* Exercise
The material beneath this line should be printed exactly, with its pictures omitted.

* Study material
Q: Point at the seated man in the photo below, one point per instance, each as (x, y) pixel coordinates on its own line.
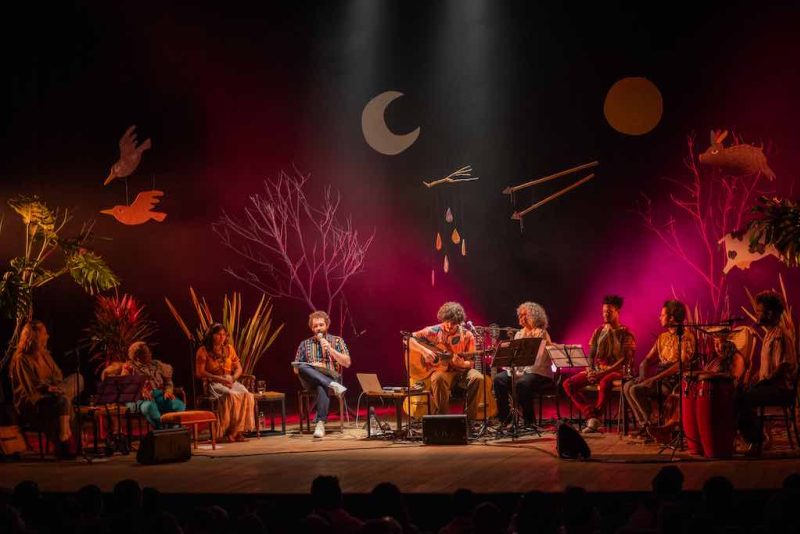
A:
(666, 351)
(776, 374)
(157, 397)
(611, 346)
(533, 320)
(322, 357)
(452, 336)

* Output for this task
Q: Point at the seated man in the photo below, one point per instance, each as (x, y) pixel coordinates on its own line.
A:
(666, 351)
(776, 374)
(157, 397)
(611, 346)
(533, 320)
(322, 357)
(452, 336)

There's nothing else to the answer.